Reading text:
=======

Supreme Court of North Carolina
Jun 1, 1846
28 N.C. 380 (N.C. 1846)

Opinion

(June Term, 1846.)

A., on 21 August, 1841, transferred to B. certain promissory notes of C., which he at the time guaranteed. B. made no application to C. for the payment of the notes until 29 July, 1842, and gave no notice to A. that the notes were unpaid and he should hold him responsible on his guaranty, until 29 February, 1844. Held, that B. had been guilty of such laches as to discharge A. from his guaranty.

APPEAL from DAVIDSON Spring Term, 1846; Settle, J.

Mendenhall for plaintiff.

No counsel for defendant.


The plaintiff, on 23 April, 1841, received of the defendant, for bacon sold him, two notes then due on Alexander Shammell. The defendant guaranteed the notes to be good, and Shammell's estate was then considered to be good. The plaintiff did not, however, demand the money due on the notes until 29 July, 1842. The plaintiff gave notice (381) to the defendant on 29 February, 1844, that he was looked to for the money. The defendant refused to pay, and the plaintiff brought this action of assumpsit upon the said guaranty. The jury found these facts in a special verdict: that the plaintiff had been guilty. of laches and the defendant was discharged from his guarantee. Having pronounced judgment accordingly, the plaintiff appealed.

=======

[Excerpt from a dataset]
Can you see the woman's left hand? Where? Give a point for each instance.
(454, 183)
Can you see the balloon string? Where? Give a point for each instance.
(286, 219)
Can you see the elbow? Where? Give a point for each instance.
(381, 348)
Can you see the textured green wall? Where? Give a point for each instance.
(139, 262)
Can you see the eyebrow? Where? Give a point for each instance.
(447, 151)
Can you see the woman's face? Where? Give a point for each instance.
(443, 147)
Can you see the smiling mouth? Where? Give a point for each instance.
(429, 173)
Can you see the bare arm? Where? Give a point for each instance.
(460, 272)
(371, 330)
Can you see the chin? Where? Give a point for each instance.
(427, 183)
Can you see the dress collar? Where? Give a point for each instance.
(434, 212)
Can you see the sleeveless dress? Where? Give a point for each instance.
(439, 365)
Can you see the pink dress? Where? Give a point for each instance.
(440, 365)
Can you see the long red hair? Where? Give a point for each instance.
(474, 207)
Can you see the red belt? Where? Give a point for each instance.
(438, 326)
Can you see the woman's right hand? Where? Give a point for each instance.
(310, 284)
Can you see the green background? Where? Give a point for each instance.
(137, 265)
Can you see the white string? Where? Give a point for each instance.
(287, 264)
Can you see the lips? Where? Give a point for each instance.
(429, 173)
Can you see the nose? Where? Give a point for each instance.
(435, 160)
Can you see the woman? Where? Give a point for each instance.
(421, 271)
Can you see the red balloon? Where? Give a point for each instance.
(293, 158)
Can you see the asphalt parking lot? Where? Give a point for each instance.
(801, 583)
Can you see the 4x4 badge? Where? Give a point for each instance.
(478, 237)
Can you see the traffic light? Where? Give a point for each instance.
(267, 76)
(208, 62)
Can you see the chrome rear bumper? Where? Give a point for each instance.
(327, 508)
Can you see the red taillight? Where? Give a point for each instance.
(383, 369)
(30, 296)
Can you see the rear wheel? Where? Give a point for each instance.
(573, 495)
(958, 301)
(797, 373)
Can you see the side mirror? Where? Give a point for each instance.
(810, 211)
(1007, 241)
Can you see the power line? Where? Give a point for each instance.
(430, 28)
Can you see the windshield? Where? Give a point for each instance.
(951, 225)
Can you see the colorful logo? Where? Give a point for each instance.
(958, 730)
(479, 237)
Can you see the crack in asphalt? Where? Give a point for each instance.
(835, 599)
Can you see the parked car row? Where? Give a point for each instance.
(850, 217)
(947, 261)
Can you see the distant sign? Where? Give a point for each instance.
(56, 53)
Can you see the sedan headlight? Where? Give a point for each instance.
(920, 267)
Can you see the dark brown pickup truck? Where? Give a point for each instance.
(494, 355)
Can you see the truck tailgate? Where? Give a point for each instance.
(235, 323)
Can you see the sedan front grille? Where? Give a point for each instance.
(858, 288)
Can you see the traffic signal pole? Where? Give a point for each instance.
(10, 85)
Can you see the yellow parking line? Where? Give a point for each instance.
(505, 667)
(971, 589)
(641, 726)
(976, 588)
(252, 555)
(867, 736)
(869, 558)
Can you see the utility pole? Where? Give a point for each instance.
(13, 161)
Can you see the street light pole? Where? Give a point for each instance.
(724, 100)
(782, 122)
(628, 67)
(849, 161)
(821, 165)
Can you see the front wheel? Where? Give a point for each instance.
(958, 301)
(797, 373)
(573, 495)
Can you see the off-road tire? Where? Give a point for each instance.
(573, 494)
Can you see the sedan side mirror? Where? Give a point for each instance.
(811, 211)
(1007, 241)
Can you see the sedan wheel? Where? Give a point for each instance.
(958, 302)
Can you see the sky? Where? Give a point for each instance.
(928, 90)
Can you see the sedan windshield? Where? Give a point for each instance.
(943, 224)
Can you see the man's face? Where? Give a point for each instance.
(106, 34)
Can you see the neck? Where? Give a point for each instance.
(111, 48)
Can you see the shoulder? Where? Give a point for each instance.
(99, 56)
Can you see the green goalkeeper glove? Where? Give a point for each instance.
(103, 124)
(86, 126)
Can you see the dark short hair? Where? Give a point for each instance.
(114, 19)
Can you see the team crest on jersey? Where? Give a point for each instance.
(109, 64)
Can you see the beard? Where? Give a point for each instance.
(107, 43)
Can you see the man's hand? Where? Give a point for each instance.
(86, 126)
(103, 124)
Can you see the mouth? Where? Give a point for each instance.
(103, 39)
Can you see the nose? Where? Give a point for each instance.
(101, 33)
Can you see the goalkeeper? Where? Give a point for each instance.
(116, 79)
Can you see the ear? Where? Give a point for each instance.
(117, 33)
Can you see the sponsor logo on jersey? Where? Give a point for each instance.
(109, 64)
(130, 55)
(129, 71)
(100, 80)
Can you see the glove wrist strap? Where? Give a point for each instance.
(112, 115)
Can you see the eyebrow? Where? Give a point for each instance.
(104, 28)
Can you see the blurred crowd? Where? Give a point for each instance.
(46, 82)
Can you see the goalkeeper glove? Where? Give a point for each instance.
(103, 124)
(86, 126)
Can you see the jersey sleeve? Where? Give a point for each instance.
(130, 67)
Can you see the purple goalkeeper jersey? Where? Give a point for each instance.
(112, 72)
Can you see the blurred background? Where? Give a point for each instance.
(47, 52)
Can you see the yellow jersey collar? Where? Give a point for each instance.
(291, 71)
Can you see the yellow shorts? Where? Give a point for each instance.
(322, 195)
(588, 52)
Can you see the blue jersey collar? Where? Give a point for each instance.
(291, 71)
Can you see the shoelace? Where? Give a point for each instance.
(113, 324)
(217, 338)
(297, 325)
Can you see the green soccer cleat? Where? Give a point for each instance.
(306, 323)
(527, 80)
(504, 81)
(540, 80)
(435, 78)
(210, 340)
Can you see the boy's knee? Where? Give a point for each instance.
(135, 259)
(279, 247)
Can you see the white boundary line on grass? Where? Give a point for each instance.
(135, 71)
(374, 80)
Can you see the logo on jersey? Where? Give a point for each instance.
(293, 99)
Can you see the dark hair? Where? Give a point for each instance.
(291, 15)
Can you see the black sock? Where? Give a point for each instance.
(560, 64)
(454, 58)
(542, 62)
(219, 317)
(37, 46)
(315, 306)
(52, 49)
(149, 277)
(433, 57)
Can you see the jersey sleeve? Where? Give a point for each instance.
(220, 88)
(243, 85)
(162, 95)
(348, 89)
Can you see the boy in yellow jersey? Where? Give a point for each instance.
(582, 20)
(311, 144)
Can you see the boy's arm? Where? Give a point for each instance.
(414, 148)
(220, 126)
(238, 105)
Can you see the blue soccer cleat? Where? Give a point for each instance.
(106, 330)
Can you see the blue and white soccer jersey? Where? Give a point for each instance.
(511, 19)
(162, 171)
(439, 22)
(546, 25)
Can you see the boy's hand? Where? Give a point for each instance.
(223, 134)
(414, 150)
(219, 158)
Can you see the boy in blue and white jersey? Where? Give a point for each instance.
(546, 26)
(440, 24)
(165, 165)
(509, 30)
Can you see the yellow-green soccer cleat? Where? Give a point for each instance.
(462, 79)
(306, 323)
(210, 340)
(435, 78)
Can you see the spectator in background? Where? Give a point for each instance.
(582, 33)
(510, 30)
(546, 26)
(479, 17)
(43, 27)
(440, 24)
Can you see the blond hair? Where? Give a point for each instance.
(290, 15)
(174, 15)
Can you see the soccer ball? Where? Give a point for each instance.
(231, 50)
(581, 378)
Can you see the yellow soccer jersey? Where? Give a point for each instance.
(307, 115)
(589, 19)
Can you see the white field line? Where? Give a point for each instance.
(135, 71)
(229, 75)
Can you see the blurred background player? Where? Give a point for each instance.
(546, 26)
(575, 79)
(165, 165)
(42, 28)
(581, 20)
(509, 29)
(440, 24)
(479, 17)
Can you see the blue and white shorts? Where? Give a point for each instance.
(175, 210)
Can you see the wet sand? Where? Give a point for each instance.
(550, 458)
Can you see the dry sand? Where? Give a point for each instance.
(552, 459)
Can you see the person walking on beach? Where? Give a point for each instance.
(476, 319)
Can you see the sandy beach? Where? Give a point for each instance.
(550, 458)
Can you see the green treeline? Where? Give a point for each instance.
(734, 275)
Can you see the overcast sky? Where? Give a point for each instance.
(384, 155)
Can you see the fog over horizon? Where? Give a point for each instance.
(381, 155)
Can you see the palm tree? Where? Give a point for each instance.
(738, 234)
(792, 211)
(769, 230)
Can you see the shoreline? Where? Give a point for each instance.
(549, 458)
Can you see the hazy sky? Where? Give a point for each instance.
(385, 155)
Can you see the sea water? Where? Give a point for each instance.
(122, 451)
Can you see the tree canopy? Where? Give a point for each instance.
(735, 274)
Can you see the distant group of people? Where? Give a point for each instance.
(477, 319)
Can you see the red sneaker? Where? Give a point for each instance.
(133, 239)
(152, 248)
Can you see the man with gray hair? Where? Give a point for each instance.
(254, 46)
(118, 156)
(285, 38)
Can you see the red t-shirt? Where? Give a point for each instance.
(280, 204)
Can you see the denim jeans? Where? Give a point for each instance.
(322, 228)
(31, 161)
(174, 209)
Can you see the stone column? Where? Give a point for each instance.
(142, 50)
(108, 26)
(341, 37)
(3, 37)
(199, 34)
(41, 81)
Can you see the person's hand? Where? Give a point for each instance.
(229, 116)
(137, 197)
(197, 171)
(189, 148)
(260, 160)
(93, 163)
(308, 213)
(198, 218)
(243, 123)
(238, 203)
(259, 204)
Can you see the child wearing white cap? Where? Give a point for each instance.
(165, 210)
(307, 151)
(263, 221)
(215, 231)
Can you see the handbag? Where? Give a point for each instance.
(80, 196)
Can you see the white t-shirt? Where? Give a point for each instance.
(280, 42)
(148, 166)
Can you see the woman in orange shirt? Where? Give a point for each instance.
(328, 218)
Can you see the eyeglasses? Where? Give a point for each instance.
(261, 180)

=======

The tasks:
[1] Answer these questions about the court opinion:
(a) Who appeared as counsel for the plaintiff?
(b) What did the plaintiff sell the defendant in exchange for the notes?
(c) On what date did the plaintiff tell the defendant that he was looked to for the money?
[2] Which lines of the listing contain the word "glove"? Copy each of them.

Expected results:
[1]
(a) Mendenhall.
(b) Bacon.
(c) 29 February, 1844.

[2]
Can you see the green goalkeeper glove? Where? Give a point for each instance.
Can you see the glove wrist strap? Where? Give a point for each instance.
Can you see the goalkeeper glove? Where? Give a point for each instance.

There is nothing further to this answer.